Promotional single by Halsey and Suga of BTS

from the album Manic
- A-side: "Finally // Beautiful Stranger"
- Released: December 6, 2019
- Genre: K-pop
- Length: 2:18
- Label: Capitol
- Songwriters: Ashley Frangipane; Min Yoon-gi; Peter Losnegård;
- Producers: Lido; Pdogg; Suga;

Audio video
- "Suga's Interlude" on YouTube

= Suga's Interlude =

2019 promotional single by Halsey and Suga of BTS

"Suga's Interlude" is a song by American singer Halsey and South Korean rapper Suga of BTS. It was released through Capitol Records on December 6, 2019, alongside "Finally // Beautiful Stranger" as promotional singles from Halsey's third studio album, Manic (2020).

== Background and composition ==
In an Instagram live, Halsey explained why she included Suga on the track, stating "Yoongi is really introspective and has this really intelligent perspective on where we are and what we are doing in our unique lifestyles". "Suga's Interlude" is a "downtrodden" K-pop ballad based around a "somber piano melody", exploring themes of fulfilment, self-loathing and egotism while "encouraging fans to keep pursuing their dreams and look to the future".

== Critical reception ==
Lexi Lane from Atwood Magazine mentioned that the "combination of rap and Halsey's slower singing parts mesh well together sonically and provide a bridge between languages and cultures". Sara Delgado, writing for Teen Vogue, described the track as a "soft tempo track" that "mixes piano keys with airy synths", along with "Halsey's soulful vocals with Suga's sharp rap skills". In an article for Consequence of Sound, Nara Corcoran called the track a "downtrodden ballad" with Halsey "singing sorrowfully over a somber piano melody", and Suga "rapping in Korean quickly but gently" for various verses. Jason Lipshutz of Billboard described the production as "mournful, piano-led" that sees "Halsey [unfurl] a full chorus that focuses on inner struggle" while "Suga flies in with quick-hitting rhymes". Lipshutz also mentioned the "creative chemistry on display" that suggested a "fruitful partnership", as a possible reason why Suga appeared on the track.

Entries shown:
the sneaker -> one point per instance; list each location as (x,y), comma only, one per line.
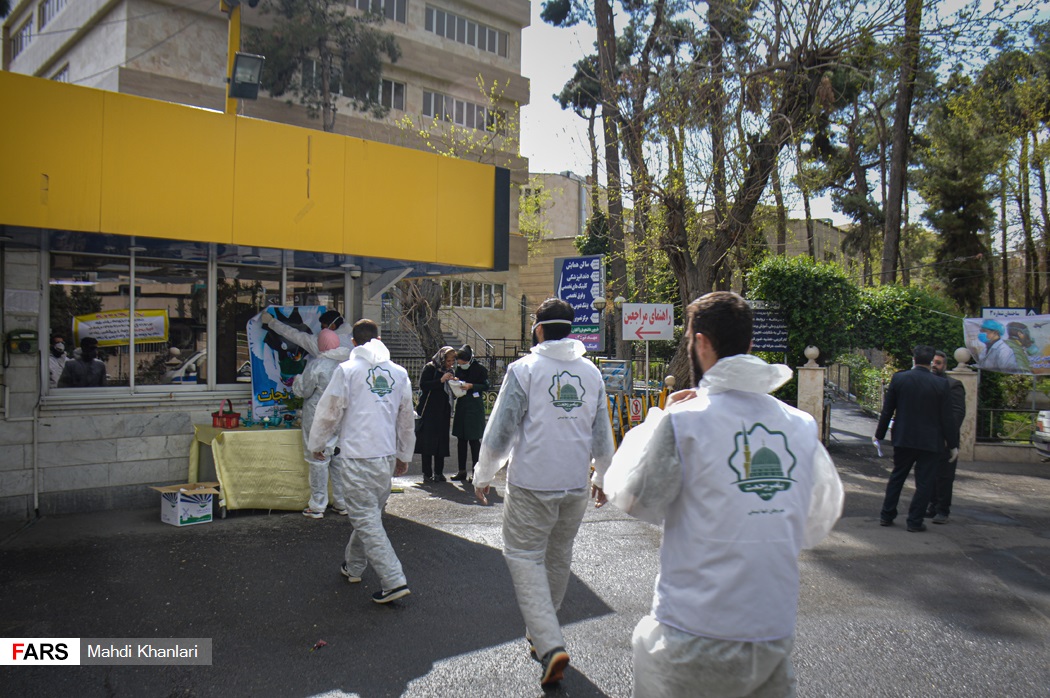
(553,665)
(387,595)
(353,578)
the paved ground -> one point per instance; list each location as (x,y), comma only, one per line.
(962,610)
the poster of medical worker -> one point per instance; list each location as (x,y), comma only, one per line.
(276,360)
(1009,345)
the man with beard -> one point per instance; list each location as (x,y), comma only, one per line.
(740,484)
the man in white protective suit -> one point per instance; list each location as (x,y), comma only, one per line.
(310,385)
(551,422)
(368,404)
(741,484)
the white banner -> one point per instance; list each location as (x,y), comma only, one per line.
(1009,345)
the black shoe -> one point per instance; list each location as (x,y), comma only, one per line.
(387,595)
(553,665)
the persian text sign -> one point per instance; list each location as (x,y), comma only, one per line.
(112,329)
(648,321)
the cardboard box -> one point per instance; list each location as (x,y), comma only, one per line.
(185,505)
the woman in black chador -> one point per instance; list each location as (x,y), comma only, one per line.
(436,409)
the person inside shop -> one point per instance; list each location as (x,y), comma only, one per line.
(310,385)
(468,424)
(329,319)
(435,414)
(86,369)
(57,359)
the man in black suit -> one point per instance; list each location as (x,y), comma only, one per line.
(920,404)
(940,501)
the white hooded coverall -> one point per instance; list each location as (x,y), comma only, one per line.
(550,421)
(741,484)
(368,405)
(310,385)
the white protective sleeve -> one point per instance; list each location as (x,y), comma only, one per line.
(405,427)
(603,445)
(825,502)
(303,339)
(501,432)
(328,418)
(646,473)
--
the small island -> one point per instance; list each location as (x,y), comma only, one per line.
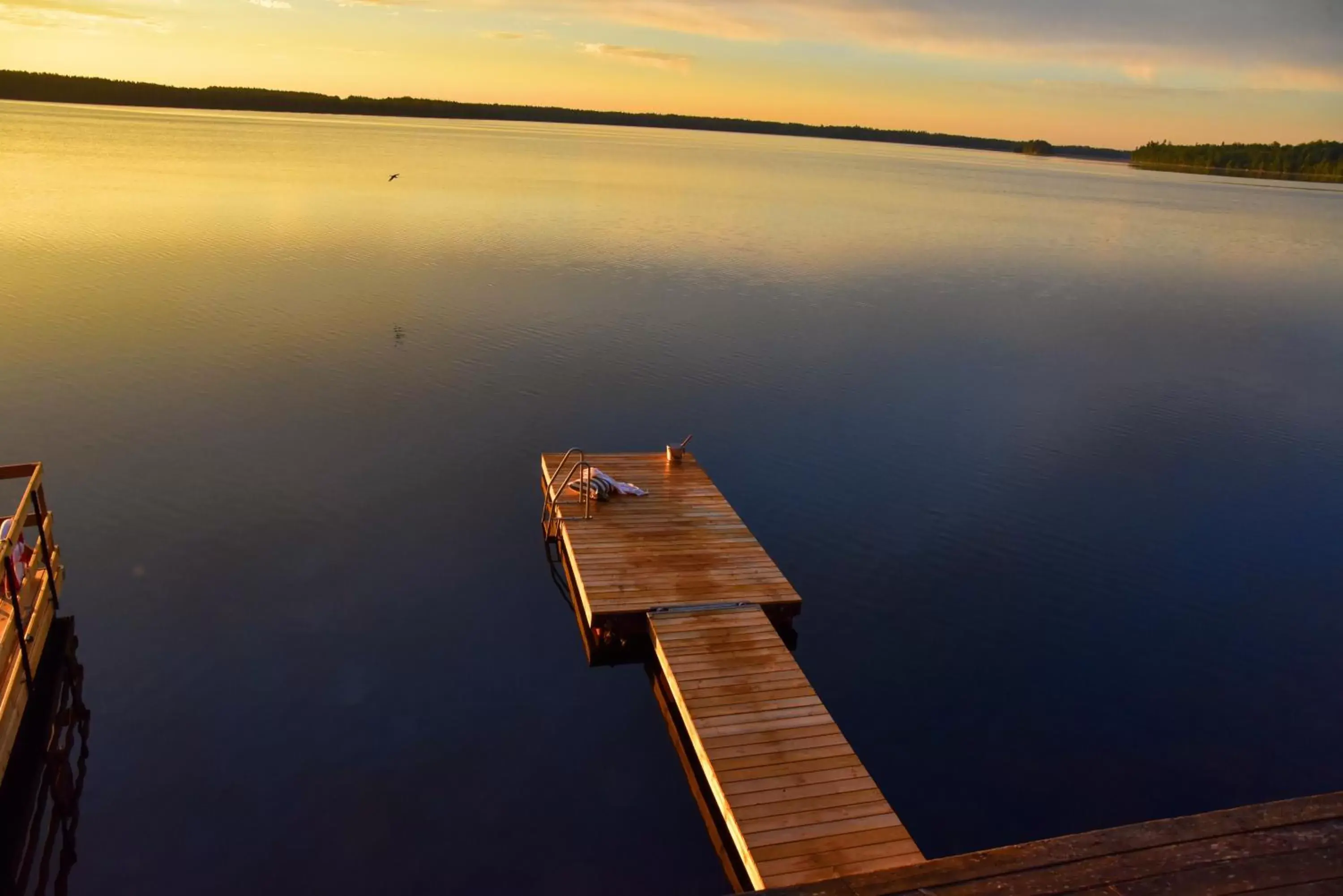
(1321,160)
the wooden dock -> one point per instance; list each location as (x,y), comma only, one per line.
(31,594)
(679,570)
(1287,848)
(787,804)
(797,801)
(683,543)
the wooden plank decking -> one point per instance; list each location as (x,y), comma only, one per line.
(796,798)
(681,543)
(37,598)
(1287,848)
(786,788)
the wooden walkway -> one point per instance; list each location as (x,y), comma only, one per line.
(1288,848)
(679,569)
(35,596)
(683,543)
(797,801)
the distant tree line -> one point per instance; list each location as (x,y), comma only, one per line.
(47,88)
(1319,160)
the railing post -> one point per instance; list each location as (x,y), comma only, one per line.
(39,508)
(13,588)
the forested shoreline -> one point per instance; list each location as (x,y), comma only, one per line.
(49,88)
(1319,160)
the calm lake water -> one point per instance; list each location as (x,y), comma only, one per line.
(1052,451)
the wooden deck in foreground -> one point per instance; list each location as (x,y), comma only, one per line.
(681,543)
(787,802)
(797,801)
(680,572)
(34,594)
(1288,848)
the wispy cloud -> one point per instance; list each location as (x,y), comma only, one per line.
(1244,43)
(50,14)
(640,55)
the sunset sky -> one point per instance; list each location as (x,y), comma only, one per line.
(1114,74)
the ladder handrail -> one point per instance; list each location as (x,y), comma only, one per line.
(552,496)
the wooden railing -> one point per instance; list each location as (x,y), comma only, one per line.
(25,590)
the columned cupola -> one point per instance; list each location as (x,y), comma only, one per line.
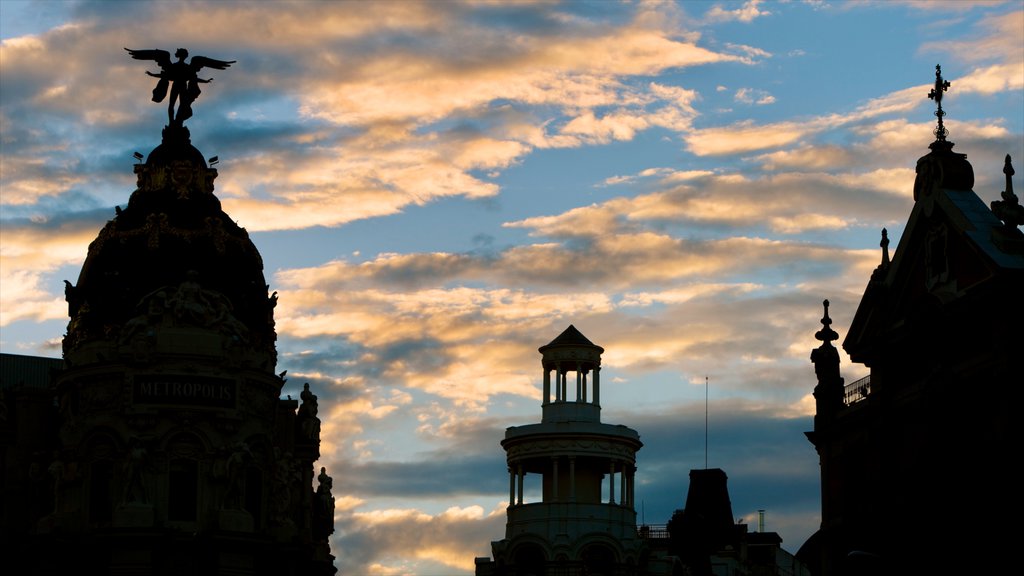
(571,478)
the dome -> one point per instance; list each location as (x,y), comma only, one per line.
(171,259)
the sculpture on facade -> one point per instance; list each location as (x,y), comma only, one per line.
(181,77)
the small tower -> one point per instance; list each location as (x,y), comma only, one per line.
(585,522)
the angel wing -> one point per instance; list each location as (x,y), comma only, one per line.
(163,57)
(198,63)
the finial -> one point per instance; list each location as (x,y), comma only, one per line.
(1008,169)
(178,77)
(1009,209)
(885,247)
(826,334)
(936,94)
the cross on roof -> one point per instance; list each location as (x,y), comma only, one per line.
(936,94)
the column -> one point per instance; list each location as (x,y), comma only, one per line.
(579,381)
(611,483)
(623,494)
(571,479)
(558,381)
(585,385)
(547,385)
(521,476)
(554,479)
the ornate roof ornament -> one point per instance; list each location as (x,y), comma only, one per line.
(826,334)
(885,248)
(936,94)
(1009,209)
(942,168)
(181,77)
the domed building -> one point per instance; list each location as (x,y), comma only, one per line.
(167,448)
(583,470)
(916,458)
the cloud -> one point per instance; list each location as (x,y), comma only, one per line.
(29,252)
==
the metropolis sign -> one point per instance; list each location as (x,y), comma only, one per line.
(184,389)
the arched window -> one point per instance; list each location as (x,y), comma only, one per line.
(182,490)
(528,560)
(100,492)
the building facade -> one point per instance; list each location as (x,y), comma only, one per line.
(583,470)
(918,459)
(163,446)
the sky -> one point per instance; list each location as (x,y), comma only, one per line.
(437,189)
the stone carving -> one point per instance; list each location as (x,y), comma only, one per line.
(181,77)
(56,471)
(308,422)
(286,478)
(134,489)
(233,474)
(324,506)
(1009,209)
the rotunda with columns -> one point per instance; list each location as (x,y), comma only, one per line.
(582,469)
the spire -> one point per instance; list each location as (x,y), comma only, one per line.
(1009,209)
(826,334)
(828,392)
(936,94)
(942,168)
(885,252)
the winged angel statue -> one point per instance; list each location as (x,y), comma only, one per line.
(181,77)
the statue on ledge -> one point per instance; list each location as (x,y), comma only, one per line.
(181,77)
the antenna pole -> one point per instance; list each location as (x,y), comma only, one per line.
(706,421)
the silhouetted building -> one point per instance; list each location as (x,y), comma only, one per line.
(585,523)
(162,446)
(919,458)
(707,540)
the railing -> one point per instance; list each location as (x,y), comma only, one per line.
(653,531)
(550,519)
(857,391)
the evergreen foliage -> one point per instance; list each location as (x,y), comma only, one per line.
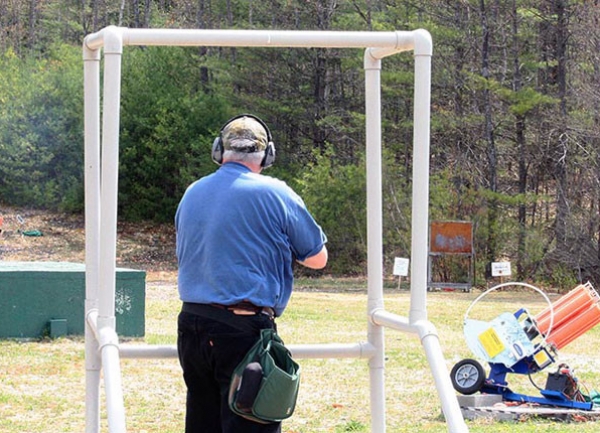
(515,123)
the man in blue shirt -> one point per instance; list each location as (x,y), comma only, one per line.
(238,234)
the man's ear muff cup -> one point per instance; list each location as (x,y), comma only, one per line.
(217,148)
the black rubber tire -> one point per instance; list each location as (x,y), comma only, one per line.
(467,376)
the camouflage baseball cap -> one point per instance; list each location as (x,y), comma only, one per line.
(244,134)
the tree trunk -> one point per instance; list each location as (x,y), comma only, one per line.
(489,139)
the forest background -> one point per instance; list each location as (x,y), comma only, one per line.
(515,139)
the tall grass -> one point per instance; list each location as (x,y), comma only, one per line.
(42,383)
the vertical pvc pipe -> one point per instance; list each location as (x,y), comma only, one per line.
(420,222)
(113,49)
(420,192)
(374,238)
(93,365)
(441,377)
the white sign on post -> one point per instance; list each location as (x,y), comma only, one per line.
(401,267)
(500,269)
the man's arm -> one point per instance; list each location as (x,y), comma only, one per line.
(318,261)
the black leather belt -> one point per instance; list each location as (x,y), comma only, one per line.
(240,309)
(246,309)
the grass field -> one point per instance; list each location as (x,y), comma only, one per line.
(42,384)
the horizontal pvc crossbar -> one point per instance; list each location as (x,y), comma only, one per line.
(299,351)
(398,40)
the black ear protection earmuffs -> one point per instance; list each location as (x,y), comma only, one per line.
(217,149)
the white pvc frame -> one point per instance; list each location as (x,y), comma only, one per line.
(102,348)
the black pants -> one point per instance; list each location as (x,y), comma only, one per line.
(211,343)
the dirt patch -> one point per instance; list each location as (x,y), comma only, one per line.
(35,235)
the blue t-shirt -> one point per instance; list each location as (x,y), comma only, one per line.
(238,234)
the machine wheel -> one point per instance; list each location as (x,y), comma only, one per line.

Tasks to complete:
A. Translate this sentence from the song article into Spanish: "Suga's Interlude" is a song by American singer Halsey and South Korean rapper Suga of BTS.
B. Pick out each line of the listing that contains the word "grass", and copy those lines.
The song article and the listing are unrelated material.

Solutions to each task:
A. «Suga's Interlude» es una canción de la cantante estadounidense Halsey y el rapero surcoreano Suga de BTS.

B.
the tall grass -> one point per instance; list each location as (x,y), comma only, one per line.
the grass field -> one point per instance; list each location as (x,y), comma only, one per line.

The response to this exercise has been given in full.